Copy the records from the line containing "Find the woman's hand" through the line containing "<point>444,30</point>", replacing "Target" with "Label" and leaving everything else the same.

------------------------------------------------------------

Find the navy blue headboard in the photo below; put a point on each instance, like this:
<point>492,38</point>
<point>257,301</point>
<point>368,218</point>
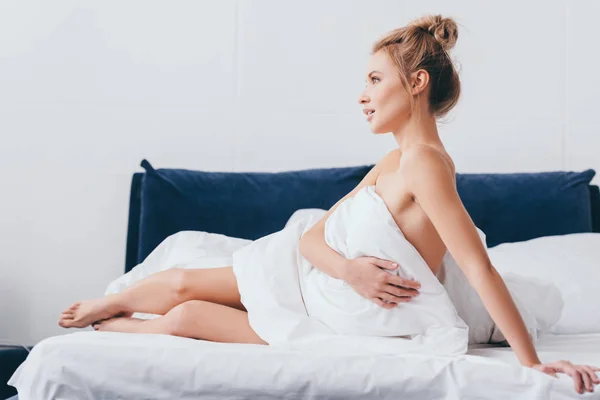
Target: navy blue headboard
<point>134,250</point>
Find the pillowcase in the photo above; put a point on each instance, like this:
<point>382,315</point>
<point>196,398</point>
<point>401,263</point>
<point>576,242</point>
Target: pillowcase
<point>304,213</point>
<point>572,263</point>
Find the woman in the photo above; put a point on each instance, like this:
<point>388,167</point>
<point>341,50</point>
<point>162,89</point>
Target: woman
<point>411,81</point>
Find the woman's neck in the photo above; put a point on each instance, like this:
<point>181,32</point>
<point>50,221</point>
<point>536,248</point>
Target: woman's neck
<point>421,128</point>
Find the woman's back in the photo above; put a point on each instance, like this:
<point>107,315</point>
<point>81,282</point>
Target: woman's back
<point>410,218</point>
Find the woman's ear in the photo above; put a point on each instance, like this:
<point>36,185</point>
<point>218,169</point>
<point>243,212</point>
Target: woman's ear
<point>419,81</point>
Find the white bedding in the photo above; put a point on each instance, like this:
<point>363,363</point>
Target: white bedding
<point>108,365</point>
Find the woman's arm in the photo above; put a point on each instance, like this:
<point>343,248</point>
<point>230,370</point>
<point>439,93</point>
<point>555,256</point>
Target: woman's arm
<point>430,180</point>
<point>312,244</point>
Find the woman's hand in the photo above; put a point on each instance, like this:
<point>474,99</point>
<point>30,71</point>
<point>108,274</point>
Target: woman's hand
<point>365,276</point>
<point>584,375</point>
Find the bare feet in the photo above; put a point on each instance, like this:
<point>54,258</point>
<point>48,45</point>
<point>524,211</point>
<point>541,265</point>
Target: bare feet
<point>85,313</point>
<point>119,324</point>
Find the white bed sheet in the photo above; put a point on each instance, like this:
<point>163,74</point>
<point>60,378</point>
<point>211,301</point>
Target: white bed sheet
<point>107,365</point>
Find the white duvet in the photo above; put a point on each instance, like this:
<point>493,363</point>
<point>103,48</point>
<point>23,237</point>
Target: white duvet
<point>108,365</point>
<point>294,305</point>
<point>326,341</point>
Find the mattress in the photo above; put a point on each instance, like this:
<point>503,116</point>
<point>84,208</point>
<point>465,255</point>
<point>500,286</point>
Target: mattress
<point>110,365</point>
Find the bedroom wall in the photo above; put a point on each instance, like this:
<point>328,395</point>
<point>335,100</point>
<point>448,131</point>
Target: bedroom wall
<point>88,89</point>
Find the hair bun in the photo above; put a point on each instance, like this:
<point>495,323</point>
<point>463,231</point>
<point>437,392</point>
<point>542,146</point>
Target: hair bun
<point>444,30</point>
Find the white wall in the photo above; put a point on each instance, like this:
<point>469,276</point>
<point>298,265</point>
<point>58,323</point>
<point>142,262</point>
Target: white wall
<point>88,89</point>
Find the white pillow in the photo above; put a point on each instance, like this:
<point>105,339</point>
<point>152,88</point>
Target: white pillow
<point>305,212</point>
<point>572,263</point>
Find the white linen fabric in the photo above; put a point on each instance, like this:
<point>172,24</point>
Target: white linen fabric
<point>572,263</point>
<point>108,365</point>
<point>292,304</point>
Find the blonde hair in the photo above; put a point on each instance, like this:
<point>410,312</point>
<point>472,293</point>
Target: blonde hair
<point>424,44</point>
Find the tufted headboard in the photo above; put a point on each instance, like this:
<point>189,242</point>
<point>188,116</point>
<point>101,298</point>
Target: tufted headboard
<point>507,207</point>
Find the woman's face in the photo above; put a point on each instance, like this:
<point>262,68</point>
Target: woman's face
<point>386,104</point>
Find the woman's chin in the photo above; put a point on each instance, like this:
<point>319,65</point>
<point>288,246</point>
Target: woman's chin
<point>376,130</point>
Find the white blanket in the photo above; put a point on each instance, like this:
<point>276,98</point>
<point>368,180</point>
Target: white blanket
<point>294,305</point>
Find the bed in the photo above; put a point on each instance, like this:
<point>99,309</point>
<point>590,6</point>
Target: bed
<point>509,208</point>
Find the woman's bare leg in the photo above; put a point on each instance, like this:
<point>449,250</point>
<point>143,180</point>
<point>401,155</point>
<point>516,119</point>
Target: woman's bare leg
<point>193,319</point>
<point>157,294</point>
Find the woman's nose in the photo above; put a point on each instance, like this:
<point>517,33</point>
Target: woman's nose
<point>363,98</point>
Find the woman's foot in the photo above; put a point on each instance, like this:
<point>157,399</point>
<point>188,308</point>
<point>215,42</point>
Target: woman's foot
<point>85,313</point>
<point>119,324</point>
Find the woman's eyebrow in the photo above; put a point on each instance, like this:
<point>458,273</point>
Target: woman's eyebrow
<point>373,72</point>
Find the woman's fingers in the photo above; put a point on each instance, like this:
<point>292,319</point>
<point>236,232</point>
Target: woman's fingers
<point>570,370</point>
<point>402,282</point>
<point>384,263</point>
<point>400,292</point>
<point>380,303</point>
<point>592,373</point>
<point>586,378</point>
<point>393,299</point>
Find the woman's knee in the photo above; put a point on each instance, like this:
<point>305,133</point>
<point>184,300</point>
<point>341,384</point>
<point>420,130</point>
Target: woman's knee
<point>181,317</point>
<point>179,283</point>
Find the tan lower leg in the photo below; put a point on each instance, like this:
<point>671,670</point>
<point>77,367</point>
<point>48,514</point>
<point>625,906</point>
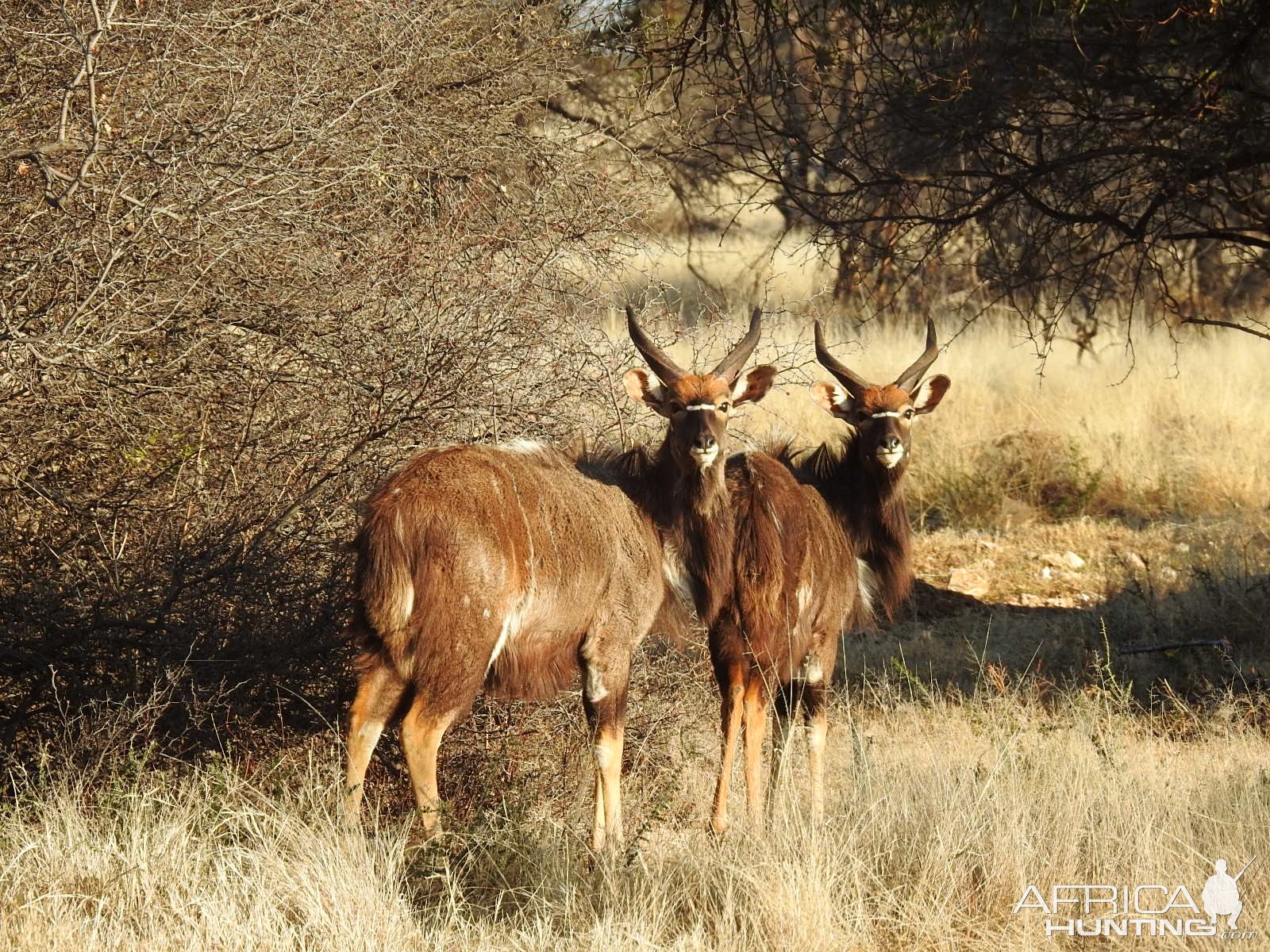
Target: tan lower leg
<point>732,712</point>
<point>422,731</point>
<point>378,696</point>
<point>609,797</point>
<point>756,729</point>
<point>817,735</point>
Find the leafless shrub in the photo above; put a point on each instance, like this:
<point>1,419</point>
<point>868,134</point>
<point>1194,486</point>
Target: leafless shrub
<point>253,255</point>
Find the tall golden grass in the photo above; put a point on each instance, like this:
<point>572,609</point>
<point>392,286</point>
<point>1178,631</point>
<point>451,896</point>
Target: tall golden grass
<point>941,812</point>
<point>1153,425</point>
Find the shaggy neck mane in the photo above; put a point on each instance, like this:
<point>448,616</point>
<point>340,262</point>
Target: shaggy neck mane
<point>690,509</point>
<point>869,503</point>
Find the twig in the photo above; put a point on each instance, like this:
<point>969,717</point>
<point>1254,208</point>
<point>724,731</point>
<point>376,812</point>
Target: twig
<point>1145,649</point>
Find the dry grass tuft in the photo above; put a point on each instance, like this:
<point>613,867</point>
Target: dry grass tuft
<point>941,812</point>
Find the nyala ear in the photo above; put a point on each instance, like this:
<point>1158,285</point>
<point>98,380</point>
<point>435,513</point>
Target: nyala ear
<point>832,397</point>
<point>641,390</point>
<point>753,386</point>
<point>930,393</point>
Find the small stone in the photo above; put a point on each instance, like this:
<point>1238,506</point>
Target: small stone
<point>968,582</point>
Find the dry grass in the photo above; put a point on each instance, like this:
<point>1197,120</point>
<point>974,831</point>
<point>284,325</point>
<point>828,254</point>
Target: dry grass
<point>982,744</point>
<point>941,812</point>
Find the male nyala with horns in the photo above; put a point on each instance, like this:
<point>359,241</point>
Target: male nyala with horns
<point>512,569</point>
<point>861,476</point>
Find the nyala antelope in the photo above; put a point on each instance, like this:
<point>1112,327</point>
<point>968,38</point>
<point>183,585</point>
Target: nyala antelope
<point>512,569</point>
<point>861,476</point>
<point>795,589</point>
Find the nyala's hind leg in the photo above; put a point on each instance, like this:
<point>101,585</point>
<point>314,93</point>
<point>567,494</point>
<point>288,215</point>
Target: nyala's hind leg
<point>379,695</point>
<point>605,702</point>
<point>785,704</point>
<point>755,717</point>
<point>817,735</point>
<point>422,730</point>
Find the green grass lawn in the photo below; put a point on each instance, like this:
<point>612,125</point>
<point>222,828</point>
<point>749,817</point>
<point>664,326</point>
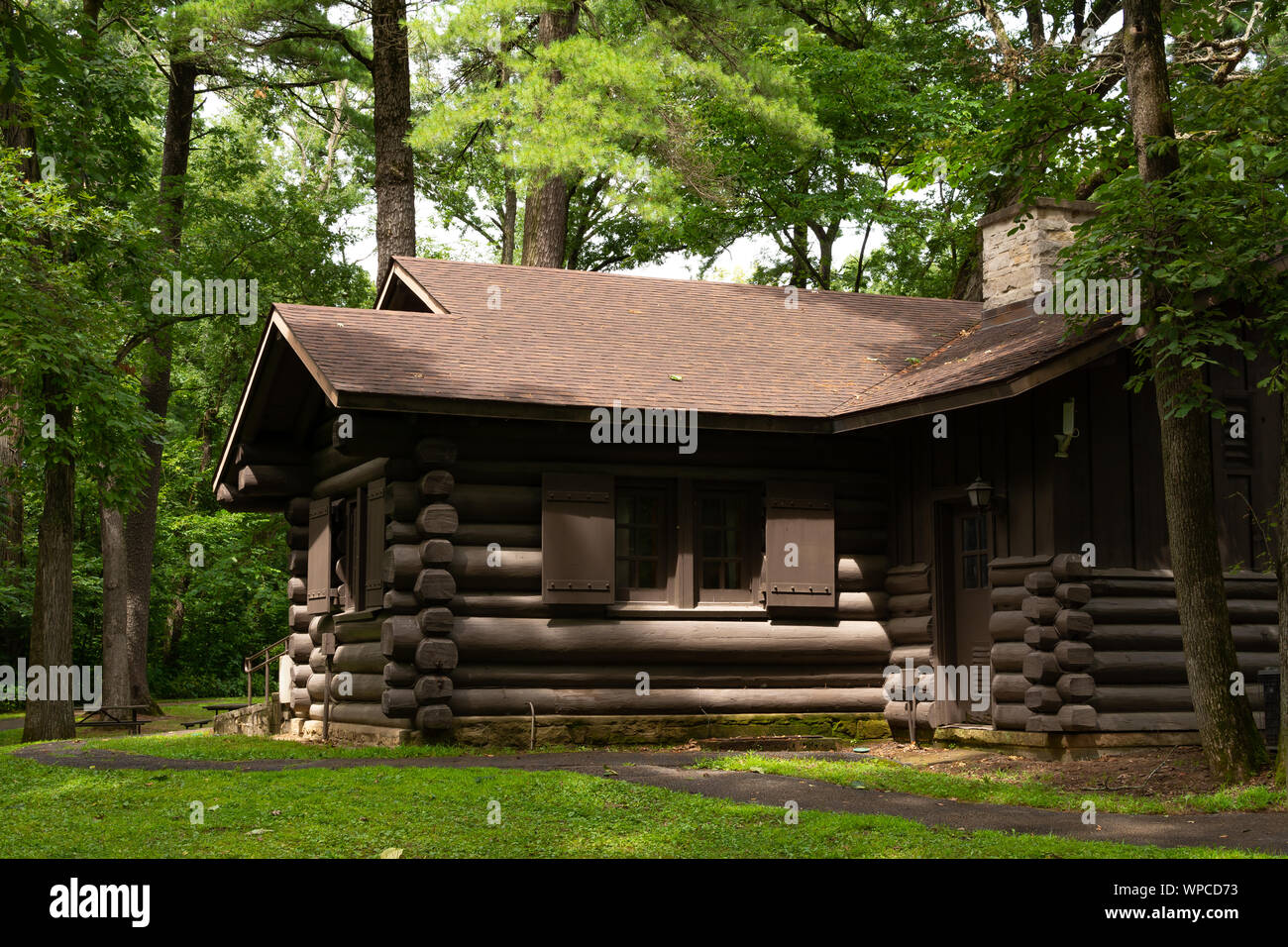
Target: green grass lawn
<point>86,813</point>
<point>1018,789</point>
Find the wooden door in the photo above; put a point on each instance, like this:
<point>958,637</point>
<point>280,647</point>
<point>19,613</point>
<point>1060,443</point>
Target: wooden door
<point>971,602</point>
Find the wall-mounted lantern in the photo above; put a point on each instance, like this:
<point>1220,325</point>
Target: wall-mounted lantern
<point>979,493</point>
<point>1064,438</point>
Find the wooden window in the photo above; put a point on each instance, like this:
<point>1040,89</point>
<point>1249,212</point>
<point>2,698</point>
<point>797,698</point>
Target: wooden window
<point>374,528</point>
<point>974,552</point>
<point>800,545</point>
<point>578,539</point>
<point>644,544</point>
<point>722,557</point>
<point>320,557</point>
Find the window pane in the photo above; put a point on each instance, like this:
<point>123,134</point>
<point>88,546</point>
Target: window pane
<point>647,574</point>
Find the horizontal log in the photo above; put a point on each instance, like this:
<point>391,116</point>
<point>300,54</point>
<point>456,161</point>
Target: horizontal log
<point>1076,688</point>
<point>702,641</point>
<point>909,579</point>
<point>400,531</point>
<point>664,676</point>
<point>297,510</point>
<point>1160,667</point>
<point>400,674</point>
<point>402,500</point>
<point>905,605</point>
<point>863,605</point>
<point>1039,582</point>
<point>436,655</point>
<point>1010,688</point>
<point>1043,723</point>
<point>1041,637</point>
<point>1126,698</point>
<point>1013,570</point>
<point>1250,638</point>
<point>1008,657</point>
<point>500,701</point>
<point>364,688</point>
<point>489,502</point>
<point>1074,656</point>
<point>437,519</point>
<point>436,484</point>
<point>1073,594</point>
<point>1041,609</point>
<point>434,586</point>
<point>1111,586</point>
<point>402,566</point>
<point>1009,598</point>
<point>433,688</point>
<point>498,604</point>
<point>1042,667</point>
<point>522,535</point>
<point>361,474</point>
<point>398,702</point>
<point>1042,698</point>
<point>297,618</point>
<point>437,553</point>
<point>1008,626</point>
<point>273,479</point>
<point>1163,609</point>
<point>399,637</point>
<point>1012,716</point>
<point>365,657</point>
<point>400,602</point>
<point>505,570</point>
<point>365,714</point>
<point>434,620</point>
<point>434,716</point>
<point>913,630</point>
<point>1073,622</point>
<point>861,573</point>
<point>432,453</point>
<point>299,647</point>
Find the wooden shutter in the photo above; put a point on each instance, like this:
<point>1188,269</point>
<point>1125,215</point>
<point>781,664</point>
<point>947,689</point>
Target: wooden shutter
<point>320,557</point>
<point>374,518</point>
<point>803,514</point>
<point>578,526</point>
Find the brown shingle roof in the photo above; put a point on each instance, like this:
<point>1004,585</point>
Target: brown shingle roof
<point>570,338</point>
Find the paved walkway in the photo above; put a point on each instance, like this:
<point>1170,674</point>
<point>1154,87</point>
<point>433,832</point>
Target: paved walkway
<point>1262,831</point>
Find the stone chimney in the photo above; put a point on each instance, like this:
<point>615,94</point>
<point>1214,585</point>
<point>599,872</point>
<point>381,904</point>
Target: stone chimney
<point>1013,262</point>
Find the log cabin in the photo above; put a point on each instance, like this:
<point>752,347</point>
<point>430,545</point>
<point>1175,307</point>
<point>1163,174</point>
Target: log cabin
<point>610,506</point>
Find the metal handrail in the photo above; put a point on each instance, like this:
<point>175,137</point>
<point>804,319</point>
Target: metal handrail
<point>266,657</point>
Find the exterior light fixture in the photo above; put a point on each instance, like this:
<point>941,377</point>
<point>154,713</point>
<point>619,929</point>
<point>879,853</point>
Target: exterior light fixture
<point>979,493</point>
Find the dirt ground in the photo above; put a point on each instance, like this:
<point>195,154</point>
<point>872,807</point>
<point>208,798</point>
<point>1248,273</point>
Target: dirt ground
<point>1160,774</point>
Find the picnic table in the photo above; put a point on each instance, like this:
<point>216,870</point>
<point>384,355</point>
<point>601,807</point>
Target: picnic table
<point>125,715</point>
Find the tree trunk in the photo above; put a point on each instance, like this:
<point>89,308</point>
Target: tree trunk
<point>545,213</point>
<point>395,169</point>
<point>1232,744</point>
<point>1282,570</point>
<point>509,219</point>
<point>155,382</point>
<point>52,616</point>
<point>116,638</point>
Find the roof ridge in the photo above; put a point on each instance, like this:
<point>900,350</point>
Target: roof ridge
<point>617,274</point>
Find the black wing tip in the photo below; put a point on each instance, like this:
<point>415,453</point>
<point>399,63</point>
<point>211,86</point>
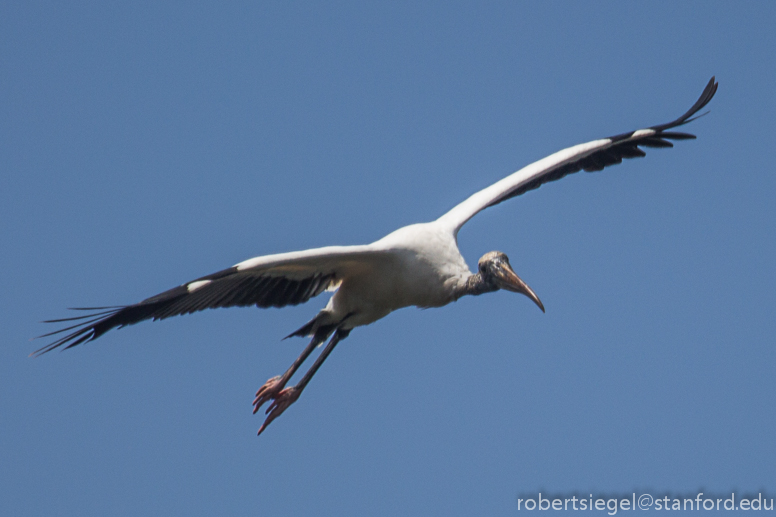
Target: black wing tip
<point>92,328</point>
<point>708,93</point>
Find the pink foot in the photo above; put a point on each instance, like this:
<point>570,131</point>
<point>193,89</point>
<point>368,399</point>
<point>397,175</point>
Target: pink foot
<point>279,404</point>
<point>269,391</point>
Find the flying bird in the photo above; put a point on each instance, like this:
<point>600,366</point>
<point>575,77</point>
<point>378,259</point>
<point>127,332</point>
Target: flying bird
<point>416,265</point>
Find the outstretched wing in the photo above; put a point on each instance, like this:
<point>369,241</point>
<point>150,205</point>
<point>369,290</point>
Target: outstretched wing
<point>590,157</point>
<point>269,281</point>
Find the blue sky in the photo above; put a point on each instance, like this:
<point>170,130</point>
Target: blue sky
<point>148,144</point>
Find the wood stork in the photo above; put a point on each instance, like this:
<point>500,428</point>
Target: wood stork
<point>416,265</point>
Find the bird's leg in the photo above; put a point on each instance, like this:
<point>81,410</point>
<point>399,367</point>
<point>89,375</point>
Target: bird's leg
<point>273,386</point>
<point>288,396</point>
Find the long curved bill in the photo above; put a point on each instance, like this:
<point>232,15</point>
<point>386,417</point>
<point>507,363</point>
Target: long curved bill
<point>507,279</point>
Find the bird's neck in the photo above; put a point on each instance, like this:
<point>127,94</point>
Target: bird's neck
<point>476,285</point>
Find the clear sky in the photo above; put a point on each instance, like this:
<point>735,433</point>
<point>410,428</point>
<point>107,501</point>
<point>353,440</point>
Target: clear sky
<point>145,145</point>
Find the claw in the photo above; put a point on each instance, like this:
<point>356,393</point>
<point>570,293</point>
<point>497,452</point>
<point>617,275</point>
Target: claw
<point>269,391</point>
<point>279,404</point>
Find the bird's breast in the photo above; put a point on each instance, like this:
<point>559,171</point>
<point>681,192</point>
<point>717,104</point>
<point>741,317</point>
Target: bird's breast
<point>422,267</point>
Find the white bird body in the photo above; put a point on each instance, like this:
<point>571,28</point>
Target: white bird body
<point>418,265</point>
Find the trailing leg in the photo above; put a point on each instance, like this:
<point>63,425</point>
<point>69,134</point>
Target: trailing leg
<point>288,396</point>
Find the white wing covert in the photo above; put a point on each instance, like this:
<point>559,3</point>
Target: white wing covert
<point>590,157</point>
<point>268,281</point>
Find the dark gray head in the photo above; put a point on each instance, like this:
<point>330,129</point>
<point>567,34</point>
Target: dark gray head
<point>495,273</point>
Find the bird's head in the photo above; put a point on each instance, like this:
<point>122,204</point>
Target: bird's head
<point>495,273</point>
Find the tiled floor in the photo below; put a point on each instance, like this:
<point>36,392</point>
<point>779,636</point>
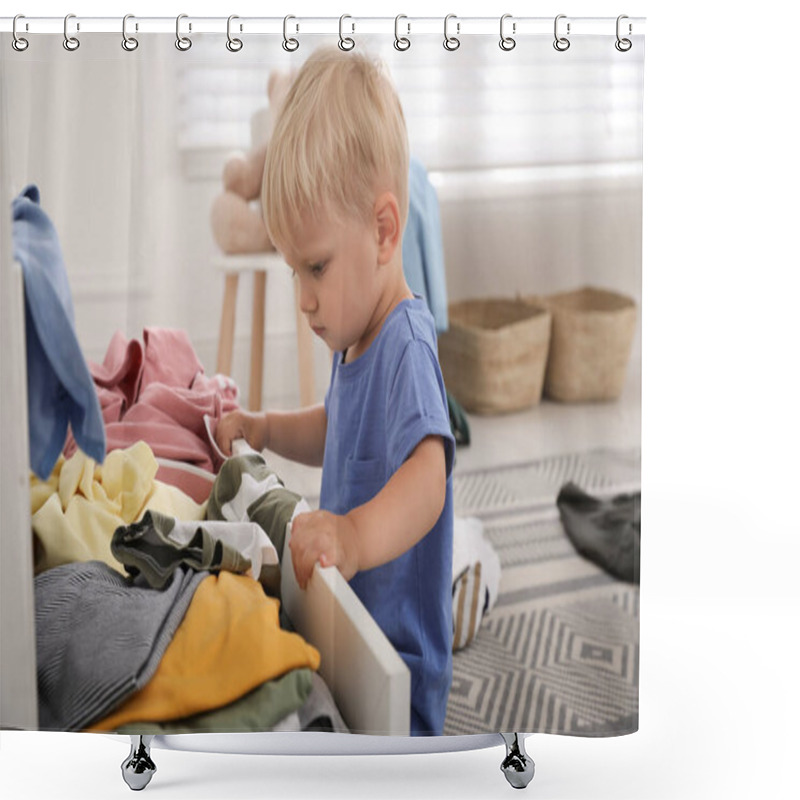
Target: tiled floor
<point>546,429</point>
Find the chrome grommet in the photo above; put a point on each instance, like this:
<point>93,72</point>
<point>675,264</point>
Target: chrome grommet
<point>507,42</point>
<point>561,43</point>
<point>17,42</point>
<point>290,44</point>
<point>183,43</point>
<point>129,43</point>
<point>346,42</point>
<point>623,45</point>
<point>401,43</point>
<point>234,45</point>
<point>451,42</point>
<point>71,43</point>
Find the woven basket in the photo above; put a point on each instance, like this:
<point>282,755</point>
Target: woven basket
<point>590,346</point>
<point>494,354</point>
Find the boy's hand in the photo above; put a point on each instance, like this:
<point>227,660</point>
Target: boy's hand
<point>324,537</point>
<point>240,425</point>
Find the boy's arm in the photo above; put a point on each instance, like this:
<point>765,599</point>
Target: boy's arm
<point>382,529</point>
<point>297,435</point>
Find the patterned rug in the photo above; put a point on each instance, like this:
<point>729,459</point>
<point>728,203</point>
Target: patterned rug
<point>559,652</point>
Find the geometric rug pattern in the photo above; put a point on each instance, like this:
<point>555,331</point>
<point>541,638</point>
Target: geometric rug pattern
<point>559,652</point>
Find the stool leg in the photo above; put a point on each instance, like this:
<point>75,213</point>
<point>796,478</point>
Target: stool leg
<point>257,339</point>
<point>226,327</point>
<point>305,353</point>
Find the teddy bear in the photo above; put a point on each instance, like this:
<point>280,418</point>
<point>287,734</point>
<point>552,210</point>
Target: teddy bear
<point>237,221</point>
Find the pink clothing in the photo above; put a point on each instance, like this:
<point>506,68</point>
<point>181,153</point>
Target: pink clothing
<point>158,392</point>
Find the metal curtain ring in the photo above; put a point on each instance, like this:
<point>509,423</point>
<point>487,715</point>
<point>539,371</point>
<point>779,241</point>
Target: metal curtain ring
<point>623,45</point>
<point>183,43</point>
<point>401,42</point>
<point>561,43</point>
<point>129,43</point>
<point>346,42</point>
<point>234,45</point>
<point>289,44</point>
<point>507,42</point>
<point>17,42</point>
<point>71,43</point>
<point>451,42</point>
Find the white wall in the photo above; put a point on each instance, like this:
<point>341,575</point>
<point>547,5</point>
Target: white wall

------------------------------------------------------------

▸ **COMPLETE ANSWER**
Find the woman's hand in the photo above; put a point on each instance, like this:
<point>474,99</point>
<point>30,71</point>
<point>108,274</point>
Label: woman's hand
<point>365,276</point>
<point>584,375</point>
Find the bare feet in the photo above; put a point on each instance, like this:
<point>54,258</point>
<point>48,45</point>
<point>524,211</point>
<point>541,265</point>
Label: bare feet
<point>85,313</point>
<point>119,324</point>
Find the white bed sheet in the photo above; put a point on each instance, like this:
<point>163,74</point>
<point>60,378</point>
<point>211,301</point>
Label: white bed sheet
<point>107,365</point>
Find the white duvet in the photo above; put a point on each instance, like this:
<point>493,363</point>
<point>103,48</point>
<point>23,237</point>
Label: white duvet
<point>108,365</point>
<point>294,305</point>
<point>326,341</point>
Find the mattress in the photo above; put a point on each instance, like this:
<point>503,116</point>
<point>84,208</point>
<point>465,255</point>
<point>500,286</point>
Label: mattress
<point>110,365</point>
Find the bedroom wall in the photo above; put a point on each instance, like this:
<point>328,395</point>
<point>335,100</point>
<point>448,131</point>
Label: bedroom wall
<point>88,89</point>
Find the hair bun in the photo above; put a point on each instance, like this:
<point>495,323</point>
<point>463,231</point>
<point>437,392</point>
<point>542,146</point>
Label: hair bun
<point>444,30</point>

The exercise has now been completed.